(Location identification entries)
[Start]

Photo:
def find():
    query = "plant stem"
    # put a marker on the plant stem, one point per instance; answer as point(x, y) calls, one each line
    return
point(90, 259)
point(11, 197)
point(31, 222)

[End]

The records above need to be transcribed in full. Keep every character unchanged.

(TASK SOLUTION)
Photo:
def find():
    query = "plant stem"
    # put a marker on the plant stem, one point per instance; answer as point(x, y) calls, one each line
    return
point(90, 259)
point(11, 197)
point(31, 222)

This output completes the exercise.